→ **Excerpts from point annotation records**
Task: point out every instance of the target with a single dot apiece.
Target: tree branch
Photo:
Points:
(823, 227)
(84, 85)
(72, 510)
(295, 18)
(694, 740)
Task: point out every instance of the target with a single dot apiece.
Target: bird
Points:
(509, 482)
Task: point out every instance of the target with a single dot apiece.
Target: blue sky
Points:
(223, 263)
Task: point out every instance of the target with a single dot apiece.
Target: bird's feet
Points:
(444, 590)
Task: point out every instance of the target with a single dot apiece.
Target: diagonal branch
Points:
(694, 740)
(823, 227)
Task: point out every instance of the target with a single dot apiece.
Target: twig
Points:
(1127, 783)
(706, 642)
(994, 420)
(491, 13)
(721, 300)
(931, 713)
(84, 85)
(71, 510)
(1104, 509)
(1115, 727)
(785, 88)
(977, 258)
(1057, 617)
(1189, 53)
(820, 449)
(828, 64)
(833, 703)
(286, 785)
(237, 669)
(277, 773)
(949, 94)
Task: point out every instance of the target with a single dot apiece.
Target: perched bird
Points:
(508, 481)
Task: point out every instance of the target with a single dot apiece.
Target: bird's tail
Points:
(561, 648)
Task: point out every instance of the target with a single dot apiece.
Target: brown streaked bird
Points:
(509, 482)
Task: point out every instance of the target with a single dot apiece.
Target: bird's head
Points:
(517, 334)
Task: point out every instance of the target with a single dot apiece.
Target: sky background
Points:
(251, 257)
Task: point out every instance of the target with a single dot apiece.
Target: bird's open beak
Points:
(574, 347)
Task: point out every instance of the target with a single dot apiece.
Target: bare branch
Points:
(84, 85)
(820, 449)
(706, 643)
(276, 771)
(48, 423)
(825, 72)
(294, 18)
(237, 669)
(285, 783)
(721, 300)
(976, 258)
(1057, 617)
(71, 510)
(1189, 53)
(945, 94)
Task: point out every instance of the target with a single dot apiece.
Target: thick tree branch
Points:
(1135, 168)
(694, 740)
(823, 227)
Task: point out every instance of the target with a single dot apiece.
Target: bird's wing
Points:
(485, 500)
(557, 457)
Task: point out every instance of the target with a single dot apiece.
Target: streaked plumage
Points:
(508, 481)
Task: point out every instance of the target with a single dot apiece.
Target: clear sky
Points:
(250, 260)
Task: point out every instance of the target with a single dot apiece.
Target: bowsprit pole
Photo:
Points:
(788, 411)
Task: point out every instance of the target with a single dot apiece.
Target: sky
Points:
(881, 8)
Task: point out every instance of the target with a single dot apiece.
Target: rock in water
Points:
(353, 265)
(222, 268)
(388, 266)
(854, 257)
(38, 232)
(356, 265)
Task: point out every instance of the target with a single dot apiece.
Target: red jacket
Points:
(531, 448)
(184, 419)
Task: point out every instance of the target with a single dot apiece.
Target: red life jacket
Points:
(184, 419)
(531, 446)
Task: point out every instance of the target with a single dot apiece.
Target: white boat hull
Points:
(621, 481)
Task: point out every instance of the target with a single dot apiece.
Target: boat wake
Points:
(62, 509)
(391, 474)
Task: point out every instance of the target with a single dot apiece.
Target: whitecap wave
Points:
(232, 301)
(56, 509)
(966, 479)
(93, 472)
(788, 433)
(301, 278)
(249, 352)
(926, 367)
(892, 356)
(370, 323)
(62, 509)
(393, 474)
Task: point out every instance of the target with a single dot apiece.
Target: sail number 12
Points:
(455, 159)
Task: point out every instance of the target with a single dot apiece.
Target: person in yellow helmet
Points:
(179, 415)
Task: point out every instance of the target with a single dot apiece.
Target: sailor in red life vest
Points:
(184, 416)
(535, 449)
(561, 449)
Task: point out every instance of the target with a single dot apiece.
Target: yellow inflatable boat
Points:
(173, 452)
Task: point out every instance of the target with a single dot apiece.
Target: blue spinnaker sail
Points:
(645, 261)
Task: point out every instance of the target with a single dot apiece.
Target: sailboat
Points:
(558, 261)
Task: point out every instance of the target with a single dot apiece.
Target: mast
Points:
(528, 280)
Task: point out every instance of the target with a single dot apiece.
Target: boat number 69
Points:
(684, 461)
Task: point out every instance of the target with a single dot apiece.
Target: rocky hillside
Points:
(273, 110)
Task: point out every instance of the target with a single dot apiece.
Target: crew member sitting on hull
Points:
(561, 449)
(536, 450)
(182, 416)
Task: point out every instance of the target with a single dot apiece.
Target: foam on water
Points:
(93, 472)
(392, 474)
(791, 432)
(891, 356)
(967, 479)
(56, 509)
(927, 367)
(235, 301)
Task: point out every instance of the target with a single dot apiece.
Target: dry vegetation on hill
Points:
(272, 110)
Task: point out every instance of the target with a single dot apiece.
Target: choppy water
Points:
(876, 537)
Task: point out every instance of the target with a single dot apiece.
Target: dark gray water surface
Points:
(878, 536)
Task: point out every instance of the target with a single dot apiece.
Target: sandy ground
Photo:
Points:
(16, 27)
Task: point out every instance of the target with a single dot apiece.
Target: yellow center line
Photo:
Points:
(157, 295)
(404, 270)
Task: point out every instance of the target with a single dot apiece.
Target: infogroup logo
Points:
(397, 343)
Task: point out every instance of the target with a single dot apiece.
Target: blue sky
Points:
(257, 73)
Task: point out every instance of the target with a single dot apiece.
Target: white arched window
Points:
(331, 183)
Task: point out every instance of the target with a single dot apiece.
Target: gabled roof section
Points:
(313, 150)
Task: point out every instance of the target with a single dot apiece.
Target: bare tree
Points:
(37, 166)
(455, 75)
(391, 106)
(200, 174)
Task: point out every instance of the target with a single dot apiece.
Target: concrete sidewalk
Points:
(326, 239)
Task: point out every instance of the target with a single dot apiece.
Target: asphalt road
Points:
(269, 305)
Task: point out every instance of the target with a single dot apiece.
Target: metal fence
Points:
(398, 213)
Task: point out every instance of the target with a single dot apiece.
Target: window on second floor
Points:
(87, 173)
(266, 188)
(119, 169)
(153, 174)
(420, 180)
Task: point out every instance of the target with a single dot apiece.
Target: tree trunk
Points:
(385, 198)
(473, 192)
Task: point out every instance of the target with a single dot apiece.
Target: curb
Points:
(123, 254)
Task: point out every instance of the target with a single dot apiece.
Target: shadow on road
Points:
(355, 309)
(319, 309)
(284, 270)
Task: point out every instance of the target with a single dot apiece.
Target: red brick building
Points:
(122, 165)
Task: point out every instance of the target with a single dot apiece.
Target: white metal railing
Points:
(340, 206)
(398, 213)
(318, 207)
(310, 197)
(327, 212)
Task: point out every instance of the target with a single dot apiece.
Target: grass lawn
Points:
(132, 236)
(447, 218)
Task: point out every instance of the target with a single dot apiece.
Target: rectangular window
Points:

---

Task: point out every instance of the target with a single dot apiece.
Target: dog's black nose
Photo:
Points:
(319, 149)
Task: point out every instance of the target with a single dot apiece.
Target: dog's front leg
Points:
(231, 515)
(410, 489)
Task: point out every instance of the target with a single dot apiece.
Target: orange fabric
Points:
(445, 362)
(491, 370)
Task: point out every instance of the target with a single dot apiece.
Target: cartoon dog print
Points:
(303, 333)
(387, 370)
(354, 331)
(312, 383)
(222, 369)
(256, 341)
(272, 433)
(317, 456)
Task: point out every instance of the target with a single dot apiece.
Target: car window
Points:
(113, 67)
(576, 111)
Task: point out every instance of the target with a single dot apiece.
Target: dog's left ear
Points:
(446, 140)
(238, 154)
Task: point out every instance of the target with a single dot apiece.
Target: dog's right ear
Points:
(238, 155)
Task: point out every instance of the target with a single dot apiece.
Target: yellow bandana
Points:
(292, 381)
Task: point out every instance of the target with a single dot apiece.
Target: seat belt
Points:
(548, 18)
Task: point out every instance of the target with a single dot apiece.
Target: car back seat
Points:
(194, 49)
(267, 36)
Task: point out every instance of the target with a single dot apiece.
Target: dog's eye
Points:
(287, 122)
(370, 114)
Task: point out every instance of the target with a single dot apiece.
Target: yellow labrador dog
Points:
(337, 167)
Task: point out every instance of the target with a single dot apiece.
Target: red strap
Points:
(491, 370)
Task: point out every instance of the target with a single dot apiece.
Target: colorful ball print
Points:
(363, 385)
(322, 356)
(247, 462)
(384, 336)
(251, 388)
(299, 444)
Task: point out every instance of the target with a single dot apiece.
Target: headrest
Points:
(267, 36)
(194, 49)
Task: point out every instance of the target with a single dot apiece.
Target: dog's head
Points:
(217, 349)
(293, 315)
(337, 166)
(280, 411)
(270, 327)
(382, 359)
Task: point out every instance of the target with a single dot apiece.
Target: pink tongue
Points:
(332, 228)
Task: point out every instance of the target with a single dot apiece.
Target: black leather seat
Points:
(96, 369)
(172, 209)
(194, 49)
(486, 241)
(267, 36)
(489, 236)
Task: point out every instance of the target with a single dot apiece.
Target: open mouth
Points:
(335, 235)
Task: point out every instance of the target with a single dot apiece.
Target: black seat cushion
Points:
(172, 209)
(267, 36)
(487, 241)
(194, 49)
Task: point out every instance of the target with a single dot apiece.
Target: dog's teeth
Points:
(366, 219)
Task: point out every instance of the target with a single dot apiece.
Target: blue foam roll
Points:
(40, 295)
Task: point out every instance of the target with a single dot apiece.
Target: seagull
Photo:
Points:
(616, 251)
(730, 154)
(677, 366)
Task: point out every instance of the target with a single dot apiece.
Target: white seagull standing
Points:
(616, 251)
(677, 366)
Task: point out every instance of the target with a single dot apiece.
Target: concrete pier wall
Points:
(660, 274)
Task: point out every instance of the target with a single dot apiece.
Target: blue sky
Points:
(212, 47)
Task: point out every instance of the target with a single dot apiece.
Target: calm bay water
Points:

...

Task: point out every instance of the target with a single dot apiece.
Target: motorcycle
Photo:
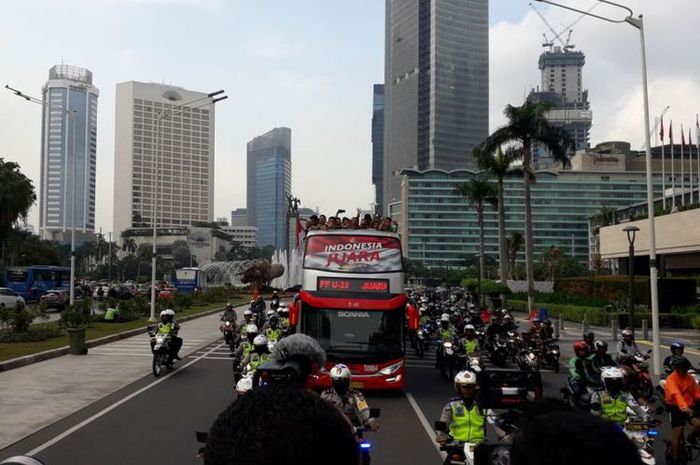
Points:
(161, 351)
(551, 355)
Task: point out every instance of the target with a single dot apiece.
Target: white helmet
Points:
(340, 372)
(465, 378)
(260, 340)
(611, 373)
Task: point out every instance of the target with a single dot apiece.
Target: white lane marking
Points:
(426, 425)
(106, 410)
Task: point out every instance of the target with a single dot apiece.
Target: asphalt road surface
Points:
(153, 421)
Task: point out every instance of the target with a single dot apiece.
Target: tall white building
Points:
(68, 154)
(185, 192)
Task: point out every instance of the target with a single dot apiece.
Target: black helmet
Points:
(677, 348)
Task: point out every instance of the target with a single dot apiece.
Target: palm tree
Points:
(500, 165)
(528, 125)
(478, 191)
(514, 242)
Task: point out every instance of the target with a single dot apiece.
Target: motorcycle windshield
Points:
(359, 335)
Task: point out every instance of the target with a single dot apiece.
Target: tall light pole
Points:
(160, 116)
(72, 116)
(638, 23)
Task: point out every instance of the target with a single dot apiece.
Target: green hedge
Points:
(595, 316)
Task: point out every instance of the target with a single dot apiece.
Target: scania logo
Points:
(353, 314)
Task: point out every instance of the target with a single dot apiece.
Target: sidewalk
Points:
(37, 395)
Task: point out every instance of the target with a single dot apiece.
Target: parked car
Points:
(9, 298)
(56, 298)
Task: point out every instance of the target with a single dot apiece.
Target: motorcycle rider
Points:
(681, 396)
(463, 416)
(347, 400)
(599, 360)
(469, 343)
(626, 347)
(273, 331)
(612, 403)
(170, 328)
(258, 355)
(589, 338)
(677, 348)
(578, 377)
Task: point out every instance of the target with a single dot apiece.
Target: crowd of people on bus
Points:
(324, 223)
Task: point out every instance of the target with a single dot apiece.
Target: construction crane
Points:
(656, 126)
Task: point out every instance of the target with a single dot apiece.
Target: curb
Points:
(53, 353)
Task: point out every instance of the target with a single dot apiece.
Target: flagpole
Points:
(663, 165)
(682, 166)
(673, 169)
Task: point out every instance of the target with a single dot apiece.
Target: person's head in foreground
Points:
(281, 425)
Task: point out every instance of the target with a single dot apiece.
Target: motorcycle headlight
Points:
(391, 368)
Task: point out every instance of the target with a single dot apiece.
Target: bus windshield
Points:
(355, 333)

→ **WHAT THE TASK REQUIRES**
Which lines in the records above contain the word "logo"? Copy each of those lines in full.

→ **THE RESULT**
Target: infogroup logo
Target: scania logo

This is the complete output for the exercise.